Stated task —
Report every line in the records that contains the word "metal", copying each of those lines in full.
— Begin —
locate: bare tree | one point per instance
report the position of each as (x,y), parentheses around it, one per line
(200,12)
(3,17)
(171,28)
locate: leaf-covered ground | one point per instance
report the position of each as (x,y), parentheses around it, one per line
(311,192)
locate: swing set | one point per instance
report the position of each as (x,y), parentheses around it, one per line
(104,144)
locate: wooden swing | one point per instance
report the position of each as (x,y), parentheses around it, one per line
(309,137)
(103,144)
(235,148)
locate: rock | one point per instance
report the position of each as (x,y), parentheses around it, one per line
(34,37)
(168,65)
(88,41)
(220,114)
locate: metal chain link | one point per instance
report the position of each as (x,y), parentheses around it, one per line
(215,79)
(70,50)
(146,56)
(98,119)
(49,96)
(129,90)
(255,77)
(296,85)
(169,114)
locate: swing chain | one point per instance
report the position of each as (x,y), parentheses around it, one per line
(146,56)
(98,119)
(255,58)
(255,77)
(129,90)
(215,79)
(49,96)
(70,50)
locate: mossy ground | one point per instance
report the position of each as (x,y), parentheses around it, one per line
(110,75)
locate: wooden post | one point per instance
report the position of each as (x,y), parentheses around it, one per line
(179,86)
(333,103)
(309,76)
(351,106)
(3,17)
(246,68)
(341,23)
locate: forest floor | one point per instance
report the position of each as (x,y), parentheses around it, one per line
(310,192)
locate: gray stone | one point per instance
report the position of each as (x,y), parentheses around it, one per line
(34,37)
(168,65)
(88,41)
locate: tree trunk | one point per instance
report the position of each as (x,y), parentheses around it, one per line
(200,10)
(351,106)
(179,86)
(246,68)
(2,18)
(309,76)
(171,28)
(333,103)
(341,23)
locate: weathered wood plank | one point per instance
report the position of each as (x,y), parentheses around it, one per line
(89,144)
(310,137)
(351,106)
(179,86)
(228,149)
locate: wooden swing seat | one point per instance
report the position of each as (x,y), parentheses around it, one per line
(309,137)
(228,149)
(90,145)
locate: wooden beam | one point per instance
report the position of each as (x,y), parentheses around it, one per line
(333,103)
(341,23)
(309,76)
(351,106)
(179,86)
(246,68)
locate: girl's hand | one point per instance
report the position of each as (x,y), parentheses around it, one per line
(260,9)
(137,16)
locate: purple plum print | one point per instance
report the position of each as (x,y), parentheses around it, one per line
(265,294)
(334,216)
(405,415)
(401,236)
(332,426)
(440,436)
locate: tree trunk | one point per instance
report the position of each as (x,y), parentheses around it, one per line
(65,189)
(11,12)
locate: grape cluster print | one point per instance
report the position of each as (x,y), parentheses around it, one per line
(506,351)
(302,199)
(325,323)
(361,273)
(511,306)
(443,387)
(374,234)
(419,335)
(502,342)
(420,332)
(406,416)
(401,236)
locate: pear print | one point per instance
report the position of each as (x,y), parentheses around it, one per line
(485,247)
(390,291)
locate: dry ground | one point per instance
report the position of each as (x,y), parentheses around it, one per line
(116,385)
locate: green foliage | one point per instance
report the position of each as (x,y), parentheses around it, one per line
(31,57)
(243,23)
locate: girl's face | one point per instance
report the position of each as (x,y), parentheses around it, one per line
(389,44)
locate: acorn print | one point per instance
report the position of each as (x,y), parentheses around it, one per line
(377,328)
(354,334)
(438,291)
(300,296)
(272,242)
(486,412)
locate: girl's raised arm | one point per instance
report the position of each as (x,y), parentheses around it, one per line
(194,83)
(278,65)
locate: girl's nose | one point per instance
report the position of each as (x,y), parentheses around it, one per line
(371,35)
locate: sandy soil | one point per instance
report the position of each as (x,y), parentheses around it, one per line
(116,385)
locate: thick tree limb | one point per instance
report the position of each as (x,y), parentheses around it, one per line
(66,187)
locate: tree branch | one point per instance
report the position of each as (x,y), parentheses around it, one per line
— End —
— Begin —
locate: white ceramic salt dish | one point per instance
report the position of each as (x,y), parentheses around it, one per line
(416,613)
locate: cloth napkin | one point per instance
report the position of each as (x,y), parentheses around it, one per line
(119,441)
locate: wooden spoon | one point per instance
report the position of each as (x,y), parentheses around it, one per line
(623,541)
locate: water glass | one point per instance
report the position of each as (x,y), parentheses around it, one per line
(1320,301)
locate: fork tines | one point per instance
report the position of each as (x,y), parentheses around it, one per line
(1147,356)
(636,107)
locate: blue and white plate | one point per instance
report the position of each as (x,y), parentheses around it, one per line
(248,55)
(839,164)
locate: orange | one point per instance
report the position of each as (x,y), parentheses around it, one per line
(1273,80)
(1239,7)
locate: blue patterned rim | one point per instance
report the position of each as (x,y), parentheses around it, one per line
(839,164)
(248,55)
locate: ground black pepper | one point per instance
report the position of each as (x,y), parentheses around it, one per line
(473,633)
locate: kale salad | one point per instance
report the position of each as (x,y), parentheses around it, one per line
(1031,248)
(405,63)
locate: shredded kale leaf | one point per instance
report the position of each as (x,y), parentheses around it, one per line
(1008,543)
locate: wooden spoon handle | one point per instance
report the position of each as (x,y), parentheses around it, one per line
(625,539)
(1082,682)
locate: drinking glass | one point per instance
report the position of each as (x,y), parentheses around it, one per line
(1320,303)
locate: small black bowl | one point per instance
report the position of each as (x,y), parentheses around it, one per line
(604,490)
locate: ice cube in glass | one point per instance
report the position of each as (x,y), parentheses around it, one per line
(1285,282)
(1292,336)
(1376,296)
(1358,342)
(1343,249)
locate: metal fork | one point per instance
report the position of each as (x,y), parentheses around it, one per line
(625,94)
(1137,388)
— End —
— Begin —
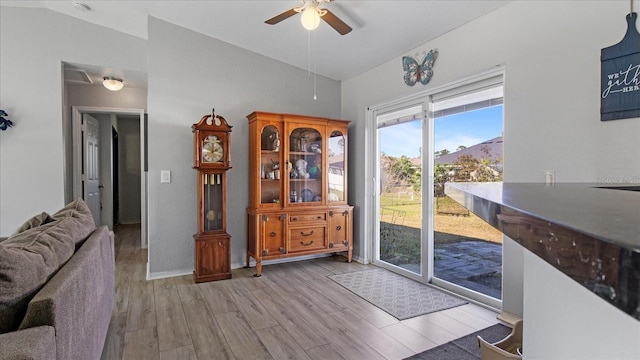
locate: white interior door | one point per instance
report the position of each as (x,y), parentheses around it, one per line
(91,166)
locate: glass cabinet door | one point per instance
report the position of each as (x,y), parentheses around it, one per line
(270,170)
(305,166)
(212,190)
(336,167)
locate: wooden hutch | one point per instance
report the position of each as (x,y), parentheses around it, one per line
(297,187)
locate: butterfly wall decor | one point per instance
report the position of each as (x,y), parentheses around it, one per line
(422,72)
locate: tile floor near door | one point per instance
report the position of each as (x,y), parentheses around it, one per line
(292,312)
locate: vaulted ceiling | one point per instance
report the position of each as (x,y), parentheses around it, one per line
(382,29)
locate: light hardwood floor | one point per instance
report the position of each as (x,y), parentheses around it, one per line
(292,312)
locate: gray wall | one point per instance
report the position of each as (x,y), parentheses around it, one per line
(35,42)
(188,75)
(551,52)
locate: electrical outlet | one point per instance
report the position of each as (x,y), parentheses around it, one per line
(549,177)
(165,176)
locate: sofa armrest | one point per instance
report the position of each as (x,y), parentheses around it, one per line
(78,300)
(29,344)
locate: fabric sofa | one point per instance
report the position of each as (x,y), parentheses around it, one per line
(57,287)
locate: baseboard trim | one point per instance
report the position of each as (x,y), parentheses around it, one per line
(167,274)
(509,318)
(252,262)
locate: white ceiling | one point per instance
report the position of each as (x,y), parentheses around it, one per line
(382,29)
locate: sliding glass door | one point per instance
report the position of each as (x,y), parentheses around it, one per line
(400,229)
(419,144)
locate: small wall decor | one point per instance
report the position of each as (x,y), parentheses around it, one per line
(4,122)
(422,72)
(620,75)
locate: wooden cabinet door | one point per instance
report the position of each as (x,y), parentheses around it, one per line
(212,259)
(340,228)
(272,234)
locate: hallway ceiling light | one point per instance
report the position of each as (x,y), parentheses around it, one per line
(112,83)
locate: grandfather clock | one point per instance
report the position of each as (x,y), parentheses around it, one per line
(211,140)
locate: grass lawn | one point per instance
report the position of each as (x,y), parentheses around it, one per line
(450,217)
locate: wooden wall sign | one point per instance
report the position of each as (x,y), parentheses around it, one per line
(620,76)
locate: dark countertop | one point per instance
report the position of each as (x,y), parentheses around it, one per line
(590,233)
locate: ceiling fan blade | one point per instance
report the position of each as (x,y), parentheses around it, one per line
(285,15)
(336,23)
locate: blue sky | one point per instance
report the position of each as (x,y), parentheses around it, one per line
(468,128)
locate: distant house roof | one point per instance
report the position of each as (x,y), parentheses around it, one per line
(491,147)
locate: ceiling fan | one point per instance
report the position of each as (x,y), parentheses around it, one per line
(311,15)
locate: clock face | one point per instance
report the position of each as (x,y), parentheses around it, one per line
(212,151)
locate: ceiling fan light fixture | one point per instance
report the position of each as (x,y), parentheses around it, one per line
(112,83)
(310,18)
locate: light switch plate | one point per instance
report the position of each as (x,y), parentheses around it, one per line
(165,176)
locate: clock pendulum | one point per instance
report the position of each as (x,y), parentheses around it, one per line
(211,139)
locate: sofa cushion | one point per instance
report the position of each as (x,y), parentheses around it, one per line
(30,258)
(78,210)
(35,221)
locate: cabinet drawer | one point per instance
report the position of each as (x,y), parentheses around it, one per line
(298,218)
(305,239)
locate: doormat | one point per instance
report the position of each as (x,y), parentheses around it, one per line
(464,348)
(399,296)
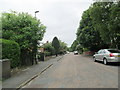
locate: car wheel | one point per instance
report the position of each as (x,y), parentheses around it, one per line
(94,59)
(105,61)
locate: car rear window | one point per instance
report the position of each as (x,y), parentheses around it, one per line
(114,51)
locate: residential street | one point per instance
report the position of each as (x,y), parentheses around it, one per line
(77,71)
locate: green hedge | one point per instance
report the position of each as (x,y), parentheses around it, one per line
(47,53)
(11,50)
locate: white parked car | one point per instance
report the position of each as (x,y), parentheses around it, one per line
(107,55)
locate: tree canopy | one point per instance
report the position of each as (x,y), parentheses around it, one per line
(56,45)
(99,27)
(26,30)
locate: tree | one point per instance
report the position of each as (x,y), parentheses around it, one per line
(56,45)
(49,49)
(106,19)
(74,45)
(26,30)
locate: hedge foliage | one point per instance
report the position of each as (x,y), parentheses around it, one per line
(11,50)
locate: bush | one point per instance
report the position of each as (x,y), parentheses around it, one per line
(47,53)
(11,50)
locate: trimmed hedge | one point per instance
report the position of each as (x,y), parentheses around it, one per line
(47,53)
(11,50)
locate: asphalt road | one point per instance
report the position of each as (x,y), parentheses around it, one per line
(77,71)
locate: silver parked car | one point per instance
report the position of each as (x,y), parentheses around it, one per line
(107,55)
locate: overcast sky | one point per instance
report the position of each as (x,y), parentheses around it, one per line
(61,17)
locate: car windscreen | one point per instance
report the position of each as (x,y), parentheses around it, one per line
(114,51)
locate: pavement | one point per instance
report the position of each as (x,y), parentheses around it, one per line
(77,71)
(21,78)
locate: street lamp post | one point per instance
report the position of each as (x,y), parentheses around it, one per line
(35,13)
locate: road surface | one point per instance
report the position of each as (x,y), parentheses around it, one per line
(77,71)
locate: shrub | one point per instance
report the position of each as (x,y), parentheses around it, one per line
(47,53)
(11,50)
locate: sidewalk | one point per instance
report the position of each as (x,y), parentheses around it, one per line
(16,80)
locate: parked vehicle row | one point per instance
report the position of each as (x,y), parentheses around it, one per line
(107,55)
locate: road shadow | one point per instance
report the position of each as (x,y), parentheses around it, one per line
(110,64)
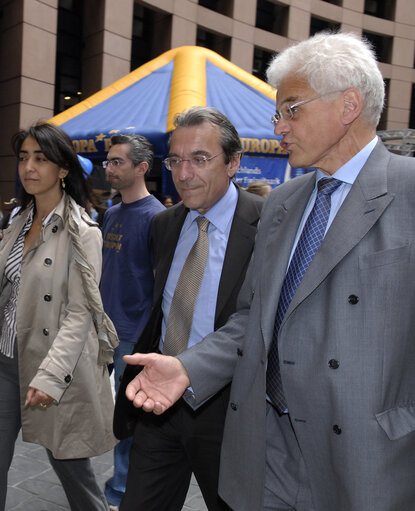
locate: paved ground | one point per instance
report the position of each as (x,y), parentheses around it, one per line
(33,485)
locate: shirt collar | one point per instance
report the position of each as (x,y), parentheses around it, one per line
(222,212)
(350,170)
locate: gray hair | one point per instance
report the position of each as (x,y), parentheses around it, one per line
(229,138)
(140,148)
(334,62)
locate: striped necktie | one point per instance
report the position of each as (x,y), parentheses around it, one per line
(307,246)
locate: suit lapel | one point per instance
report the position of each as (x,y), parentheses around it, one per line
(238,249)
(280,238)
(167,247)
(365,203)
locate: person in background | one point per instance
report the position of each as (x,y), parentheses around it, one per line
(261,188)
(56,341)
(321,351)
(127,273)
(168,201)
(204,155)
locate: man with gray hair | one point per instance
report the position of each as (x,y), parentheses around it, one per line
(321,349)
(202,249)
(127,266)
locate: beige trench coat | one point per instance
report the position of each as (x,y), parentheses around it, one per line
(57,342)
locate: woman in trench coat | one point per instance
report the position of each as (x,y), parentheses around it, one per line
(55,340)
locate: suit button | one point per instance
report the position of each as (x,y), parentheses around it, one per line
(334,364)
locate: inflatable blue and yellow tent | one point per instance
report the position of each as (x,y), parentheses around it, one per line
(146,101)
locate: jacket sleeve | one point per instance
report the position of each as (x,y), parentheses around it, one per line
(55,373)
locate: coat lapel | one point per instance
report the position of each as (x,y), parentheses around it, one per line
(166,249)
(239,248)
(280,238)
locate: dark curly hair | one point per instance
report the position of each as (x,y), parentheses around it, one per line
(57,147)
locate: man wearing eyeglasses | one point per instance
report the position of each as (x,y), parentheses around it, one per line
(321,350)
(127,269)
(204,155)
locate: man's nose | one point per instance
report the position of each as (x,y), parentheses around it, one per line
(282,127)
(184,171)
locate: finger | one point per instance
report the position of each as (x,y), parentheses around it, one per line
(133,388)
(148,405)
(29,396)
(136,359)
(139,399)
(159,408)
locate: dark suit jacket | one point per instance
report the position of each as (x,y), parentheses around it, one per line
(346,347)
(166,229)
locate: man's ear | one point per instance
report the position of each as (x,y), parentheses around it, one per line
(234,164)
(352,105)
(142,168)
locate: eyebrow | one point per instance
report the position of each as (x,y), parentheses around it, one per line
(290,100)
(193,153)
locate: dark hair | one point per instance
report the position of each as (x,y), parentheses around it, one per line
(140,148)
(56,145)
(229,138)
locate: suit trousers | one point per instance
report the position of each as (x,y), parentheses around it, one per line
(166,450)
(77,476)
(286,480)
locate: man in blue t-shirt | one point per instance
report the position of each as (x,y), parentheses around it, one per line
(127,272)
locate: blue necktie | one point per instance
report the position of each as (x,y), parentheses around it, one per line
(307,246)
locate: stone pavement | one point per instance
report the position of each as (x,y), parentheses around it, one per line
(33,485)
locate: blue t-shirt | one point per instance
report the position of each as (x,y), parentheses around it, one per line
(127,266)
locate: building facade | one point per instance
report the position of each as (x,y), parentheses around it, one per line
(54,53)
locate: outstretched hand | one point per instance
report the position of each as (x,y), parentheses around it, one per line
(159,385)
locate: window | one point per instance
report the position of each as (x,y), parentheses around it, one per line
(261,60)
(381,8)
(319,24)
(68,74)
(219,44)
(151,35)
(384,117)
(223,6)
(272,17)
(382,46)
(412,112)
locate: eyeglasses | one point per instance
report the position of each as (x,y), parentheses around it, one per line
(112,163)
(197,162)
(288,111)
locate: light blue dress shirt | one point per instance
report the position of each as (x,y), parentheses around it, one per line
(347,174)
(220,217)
— End —
Full response —
locate: metal chain link | one point per instance
locate: metal fork | one point per instance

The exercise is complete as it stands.